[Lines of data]
***
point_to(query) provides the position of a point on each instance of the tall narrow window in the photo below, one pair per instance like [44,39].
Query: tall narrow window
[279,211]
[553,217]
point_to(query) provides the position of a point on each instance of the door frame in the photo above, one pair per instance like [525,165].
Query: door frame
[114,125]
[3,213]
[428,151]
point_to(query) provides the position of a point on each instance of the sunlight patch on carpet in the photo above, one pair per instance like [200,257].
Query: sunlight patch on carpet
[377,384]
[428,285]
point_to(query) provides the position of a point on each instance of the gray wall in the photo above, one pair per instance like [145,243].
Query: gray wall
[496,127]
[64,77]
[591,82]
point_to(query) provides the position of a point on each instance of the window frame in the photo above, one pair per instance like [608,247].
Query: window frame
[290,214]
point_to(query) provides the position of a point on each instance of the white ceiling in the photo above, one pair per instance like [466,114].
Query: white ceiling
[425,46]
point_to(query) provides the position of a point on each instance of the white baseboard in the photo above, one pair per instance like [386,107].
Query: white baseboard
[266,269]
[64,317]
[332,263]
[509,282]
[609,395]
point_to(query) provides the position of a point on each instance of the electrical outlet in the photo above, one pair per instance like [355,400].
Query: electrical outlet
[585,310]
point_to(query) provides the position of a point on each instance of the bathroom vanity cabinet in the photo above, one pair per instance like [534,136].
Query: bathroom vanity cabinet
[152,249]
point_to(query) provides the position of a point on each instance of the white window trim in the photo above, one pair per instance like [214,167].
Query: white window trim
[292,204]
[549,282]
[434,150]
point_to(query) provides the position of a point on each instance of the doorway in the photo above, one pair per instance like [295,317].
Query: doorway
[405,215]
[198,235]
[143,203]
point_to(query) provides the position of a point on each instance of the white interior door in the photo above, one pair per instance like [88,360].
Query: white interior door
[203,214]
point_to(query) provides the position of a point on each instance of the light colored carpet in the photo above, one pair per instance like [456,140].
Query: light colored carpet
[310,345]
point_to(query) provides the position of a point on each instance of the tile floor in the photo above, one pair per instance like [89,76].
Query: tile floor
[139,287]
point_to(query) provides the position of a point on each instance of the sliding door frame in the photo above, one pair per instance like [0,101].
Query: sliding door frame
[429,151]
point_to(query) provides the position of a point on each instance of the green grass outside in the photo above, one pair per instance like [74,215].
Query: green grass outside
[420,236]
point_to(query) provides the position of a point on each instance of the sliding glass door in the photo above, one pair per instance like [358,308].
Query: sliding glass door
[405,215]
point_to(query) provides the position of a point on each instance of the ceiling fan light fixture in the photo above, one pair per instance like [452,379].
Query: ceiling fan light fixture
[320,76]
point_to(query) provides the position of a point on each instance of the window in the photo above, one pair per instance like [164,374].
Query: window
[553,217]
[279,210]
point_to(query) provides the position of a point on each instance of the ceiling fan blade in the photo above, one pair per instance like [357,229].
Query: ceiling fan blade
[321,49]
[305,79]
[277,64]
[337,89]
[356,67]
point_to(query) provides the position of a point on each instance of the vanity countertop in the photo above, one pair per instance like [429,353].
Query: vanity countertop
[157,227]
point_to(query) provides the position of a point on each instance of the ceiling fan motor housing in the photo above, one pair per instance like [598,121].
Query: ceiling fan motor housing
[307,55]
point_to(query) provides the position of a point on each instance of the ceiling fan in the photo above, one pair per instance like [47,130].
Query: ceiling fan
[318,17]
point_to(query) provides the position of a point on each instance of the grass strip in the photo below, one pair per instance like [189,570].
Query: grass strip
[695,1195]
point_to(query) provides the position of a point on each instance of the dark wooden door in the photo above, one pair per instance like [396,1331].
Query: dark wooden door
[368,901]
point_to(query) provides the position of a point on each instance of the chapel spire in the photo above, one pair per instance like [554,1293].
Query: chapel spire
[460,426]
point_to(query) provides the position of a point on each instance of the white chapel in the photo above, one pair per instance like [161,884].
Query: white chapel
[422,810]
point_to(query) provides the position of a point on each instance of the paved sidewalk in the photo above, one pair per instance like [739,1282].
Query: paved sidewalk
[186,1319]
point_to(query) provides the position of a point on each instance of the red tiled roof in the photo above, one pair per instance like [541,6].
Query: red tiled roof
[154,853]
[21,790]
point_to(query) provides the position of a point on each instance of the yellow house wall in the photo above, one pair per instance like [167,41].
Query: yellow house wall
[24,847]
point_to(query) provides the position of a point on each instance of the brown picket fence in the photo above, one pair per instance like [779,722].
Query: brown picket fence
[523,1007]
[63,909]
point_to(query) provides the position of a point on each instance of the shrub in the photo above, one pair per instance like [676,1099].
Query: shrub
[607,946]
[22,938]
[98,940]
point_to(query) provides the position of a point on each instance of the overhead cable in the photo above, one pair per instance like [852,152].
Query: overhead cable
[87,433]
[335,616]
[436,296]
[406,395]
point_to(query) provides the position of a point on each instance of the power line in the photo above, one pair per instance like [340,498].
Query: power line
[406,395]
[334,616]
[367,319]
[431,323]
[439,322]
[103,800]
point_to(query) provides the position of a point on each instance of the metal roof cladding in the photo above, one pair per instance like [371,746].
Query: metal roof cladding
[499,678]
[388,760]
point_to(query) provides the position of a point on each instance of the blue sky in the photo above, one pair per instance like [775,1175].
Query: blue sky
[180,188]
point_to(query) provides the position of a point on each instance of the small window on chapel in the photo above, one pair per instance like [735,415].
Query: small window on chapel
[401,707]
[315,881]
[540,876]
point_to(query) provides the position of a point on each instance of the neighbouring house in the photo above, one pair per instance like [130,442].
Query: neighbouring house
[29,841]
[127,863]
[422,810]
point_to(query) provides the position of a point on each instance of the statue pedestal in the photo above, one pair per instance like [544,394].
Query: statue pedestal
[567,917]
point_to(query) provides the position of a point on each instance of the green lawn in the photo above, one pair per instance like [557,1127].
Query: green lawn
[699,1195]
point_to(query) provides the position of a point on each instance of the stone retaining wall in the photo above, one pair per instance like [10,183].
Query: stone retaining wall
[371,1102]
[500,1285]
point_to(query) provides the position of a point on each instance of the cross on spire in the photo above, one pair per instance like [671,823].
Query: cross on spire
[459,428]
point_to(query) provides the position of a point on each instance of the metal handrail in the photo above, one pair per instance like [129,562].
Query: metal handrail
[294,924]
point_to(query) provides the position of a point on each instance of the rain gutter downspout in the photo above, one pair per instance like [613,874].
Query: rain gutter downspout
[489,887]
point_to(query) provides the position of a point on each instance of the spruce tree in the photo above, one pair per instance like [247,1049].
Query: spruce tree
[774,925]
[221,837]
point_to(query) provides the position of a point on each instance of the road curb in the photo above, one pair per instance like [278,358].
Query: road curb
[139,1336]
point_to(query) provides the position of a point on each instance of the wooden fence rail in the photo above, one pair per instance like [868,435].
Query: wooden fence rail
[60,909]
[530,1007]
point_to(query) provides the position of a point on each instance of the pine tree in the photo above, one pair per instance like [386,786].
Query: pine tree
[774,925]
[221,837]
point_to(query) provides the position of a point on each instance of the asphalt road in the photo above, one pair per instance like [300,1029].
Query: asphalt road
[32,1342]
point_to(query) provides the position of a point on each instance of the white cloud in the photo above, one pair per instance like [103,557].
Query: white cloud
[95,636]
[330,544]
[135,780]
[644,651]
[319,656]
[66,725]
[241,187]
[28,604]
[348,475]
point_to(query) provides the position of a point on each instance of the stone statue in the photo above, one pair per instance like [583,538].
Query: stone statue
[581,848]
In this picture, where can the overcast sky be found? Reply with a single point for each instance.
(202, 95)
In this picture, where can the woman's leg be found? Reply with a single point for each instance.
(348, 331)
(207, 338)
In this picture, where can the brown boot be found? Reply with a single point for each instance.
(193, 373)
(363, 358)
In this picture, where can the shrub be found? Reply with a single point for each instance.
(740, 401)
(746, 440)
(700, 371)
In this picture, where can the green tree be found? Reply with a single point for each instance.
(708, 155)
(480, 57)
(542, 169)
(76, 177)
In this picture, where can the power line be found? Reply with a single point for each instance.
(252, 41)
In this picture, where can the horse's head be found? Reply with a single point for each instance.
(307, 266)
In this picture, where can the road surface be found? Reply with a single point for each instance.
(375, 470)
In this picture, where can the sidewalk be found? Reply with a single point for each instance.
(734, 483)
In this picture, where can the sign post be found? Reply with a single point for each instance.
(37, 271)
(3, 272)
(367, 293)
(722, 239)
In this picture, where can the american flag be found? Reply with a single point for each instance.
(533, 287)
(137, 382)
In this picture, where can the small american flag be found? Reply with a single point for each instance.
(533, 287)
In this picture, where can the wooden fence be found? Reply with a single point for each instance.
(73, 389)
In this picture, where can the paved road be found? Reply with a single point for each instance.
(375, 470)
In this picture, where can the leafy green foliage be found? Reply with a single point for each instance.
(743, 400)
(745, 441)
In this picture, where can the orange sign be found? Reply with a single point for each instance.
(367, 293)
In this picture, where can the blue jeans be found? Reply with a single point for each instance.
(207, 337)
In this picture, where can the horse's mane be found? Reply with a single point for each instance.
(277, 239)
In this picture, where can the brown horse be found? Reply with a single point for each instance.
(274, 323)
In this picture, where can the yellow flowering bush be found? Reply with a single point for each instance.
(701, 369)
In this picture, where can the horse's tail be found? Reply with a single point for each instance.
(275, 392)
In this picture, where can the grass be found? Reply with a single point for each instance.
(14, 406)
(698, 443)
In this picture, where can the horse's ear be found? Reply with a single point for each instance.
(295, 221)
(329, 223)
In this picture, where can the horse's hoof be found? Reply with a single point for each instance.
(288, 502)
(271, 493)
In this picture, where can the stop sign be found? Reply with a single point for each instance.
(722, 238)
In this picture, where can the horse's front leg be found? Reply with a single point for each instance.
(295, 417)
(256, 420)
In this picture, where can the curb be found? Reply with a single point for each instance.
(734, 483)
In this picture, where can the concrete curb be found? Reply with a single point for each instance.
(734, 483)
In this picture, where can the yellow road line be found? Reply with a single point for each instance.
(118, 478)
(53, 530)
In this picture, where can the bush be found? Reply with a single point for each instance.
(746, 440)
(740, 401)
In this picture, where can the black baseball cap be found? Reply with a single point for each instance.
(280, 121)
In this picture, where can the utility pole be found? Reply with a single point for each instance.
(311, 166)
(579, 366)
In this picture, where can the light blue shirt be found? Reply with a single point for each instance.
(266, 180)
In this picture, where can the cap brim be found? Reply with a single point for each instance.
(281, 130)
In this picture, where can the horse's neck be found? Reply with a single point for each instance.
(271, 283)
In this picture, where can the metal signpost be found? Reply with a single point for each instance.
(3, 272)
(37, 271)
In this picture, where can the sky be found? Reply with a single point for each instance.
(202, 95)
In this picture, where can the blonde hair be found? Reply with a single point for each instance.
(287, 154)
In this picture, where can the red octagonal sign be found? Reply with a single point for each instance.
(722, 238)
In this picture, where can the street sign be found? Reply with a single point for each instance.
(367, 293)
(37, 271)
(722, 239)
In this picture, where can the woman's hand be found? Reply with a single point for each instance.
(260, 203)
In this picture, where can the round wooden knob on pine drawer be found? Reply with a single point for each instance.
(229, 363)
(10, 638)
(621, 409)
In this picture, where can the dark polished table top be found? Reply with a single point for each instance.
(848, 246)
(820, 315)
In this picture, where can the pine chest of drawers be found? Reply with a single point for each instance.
***
__The problem__
Reproduce the lines from the one containing "In this picture, where can the bush" through the end of the records, inclusive, substituting "single location" for every occurrence of "single point" and leaving everything else unchanged.

__Written solution__
In this picture, where can the bush be found? Reply with a single location for each instance.
(746, 440)
(740, 401)
In this picture, where can the black baseball cap be found? Reply with a single location for each instance.
(280, 121)
In this picture, where can the utility pole be found? Reply with a single location for each instance.
(311, 166)
(579, 366)
In this picture, where can the light blue shirt be found? Reply with a single location for each instance.
(266, 180)
In this picture, where can the cap brim be found? Reply with a single location for each instance.
(281, 130)
In this picture, where can the horse's neck be found? Reply with a single location for each instance.
(271, 283)
In this picture, where can the metal signpost be found? Reply with a single location for each instance.
(3, 272)
(37, 271)
In this picture, where can the sky be found? Reply with a single location for each instance.
(202, 95)
In this picture, where can the blonde hair be found? Reply with a single location for each instance.
(287, 154)
In this picture, where can the red octagonal sign be found? Reply with a single location for each instance.
(722, 238)
In this picture, where can the street sign be found? Reply with a single location for each instance.
(367, 293)
(37, 271)
(722, 239)
In this picture, where can the woman's hand be found? Reply with a single location for each instance.
(260, 203)
In this picture, where can the round wooden knob on pine drawer be found? Reply with a single location for each instance.
(229, 363)
(10, 638)
(621, 409)
In this picture, where can the dark polished table top be found? Reply with a single location for each instance.
(848, 246)
(820, 315)
In this picture, where can the pine chest of drawers be found? Reply with a single location for each instance.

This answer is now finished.